_Directions for this task_
An exact copy of all the data is the expected answer.

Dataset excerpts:
════════════════

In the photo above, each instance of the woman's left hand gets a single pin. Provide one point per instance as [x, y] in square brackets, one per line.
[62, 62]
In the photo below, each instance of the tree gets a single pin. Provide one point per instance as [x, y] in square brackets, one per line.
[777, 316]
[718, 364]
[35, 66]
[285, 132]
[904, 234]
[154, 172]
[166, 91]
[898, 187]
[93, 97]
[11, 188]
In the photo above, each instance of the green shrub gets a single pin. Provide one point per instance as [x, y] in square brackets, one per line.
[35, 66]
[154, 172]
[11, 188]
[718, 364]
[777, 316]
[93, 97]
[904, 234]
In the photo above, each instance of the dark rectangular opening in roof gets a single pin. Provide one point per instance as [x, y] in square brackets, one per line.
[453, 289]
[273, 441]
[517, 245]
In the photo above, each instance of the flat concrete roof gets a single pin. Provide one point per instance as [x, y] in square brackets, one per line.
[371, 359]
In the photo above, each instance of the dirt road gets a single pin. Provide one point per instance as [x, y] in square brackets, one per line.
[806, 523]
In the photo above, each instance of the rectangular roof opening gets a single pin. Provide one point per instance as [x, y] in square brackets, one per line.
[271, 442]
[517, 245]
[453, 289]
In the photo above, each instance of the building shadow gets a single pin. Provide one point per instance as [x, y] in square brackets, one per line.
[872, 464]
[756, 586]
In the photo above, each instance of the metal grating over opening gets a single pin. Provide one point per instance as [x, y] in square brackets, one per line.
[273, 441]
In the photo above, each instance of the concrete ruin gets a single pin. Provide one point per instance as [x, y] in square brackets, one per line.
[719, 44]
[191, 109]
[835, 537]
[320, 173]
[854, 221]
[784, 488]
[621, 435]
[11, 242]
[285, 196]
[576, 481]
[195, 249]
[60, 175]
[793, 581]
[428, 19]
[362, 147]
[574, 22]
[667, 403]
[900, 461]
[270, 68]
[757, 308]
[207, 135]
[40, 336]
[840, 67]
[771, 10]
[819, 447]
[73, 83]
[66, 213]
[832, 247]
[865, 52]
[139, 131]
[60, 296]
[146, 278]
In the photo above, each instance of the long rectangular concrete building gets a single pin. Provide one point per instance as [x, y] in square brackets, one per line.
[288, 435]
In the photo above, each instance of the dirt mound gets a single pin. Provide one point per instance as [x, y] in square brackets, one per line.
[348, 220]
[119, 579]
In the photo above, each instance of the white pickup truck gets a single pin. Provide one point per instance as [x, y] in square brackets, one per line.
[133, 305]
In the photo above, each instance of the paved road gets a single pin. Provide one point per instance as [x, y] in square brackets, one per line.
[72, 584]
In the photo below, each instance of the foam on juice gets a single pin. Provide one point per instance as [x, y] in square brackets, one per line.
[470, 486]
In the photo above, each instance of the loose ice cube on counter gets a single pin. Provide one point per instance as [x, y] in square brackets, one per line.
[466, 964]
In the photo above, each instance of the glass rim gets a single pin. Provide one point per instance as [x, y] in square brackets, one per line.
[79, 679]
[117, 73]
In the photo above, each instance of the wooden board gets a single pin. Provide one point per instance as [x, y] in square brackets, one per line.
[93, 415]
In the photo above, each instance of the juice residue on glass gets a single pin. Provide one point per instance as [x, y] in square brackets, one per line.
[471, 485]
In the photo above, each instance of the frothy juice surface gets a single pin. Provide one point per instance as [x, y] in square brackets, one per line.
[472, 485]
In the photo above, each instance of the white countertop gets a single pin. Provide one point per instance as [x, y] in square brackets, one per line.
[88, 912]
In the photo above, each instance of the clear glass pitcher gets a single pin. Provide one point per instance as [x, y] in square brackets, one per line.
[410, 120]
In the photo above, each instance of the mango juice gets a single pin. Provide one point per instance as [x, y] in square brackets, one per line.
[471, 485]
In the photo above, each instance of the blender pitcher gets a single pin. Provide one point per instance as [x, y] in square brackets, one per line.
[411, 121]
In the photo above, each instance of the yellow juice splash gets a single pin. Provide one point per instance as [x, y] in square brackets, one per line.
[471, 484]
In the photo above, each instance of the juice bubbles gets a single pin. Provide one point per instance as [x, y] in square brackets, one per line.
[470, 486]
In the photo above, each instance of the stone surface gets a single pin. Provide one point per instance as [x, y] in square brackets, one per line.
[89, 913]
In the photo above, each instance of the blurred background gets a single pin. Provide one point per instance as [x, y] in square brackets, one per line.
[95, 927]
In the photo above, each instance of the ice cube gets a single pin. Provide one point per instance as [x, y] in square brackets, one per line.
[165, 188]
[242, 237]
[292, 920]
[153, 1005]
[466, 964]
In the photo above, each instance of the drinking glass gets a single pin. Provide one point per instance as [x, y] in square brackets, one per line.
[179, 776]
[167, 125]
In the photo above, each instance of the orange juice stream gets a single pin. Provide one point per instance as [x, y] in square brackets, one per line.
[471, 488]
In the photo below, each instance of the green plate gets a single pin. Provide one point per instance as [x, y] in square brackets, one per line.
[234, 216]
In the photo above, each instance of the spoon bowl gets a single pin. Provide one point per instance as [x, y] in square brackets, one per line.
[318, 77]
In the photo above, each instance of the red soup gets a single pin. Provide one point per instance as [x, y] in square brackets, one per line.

════════════════

_Exercise solution_
In the photo above, each instance of the woman's left hand gets a single pin. Provide one point per instance as [x, y] in square brackets, one per line.
[62, 62]
In the photo below, each instance of the tree gets a single pin. Provide one point per instance as [x, y] in square brackets, one per line.
[777, 316]
[718, 364]
[35, 66]
[285, 132]
[904, 234]
[154, 172]
[166, 91]
[898, 187]
[93, 97]
[11, 188]
In the photo above, each instance of the green shrub gets a single pin. Provide one point per instance as [x, y] in square brackets, one per line.
[35, 66]
[154, 172]
[11, 188]
[718, 364]
[777, 316]
[93, 97]
[904, 234]
In the photo above, each instance of the dark rectangular opening in roof gets a single pin. Provide one point per instance as [x, y] in square brackets, one per line.
[453, 289]
[273, 441]
[517, 245]
In the photo above, each instance of the flat concrete roof gets a single pin. Provide one point per instance as [x, y] in square brackets, one per line.
[371, 359]
In the photo above, each instance of the dirt road gets a single pin. Provide one point per instance as [x, y] in square brackets, one per line.
[806, 523]
In the photo above, each instance of the rectangular roof opening gets a single pin. Provide one point per instance as [x, y] in square brackets, one per line.
[271, 442]
[517, 245]
[453, 289]
In the photo above, each instance of the building shadow gets a single pin. Provide one point per instance as [x, y] in square brackets, one per line.
[872, 464]
[756, 586]
In the photo above, each instance of the metal grating over opening gets a single pin. Provide one point per instance as [x, y] in square brackets, one per line.
[273, 441]
In the photo above, each instance of the concrete ruin gets a single pin. Provide one point per instance as [x, y] in square brackets, one per line.
[719, 44]
[191, 109]
[835, 537]
[320, 173]
[854, 221]
[784, 488]
[621, 435]
[11, 242]
[285, 196]
[576, 481]
[195, 249]
[60, 175]
[793, 581]
[428, 19]
[362, 147]
[574, 22]
[667, 403]
[900, 461]
[270, 68]
[757, 308]
[207, 135]
[40, 336]
[840, 67]
[771, 10]
[819, 447]
[73, 83]
[66, 213]
[832, 247]
[865, 52]
[139, 131]
[60, 296]
[146, 278]
In the photo above, each instance of the long rectangular concrete building gets a single pin. Provide one point per instance as [x, y] in square brackets, one per line.
[288, 435]
In the photo above, each instance of the dirt mound gets a single pin. Provide one point per instance as [x, y] in square brackets, one per line.
[348, 220]
[119, 579]
In the photo above, each instance of the white pickup truck gets a single pin. Provide one point per instance as [x, y] in square brackets, one per line.
[133, 305]
In the photo above, each instance of the paved road gets a single pin. Provide one point per instance as [x, y] in square brackets, one per line.
[72, 584]
In the photo below, each instance of the foam on juice gets a single pin. Provide one point per instance as [x, y] in square brackets, one per line.
[470, 486]
In the photo above, each instance of the loose ice cube on counter gets a single pin. Provide one point per instance as [x, y] in square brackets, one per line.
[466, 964]
In the photo above, each instance of the glass rim gets a single pin. Provide one point per instance as [x, y] in square brackets, one per line.
[79, 679]
[117, 73]
In the photo above, each instance of the wooden board gets a single pin. Provide one point per instance as [x, y] in square brackets, one per line.
[93, 415]
In the photo above, each instance of the juice residue on glass gets a single pin. Provide one point per instance as [x, y] in square brackets, one per line.
[471, 485]
In the photo above, each instance of the frothy juice surface gets a single pin. Provide one point per instance as [x, y] in square brackets, one per line.
[472, 485]
In the photo above, each instance of the white countertop gets a single pin. Provide one point per instance as [x, y] in square brackets, one per line.
[88, 912]
In the photo above, each instance of the clear glass pitcher gets a single pin. Provide one point per instance as [x, y] in square brackets, one per line.
[410, 120]
In the photo above, each instance of the mango juice gets a single pin. Provide one point per instance as [x, y] in square brackets, one per line.
[471, 485]
In the photo above, each instance of the blender pitcher gets a single pin. Provide one point per instance as [x, y] in square brackets, one per line.
[411, 121]
In the photo above, each instance of the yellow juice splash gets a single pin. Provide one point per instance as [x, y] in square brackets, one per line.
[471, 484]
In the photo above, each instance of the juice bubbles gets a single pin. Provide one point per instance as [x, y] in square brackets, one per line.
[470, 486]
In the photo above, each instance of the stone surface gets a single pin. Provide one point per instance as [x, y] in square brackets, one per line.
[89, 913]
In the photo above, each instance of the blurred background gets a single pin. Provide one point per instance as [x, y] in square brackets, one per line.
[95, 927]
In the photo above, each instance of the ice cube gets a single pin. Provide one point per instance as [x, y] in square brackets, one per line.
[165, 188]
[242, 237]
[292, 920]
[153, 1005]
[466, 964]
In the photo above, each instance of the drinking glass gets a single pin. Provide one point per instance as [x, y] in square brackets, one per line.
[179, 776]
[167, 125]
In the photo above, each instance of the orange juice stream gets a single pin. Provide one point per instance as [x, y] in square brackets, one per line.
[471, 488]
In the photo below, each instance of the green plate gets a single pin. Provide one point per instance as [x, y] in square brackets, one per line.
[234, 216]
In the photo above, each instance of the spoon bowl gets a single pin. Provide one point per instance as [x, y] in square brackets, one per line.
[318, 77]
In the photo above, each instance of the red soup gets a single pin. Provide one point per instance as [x, y] in square brackets, one per line.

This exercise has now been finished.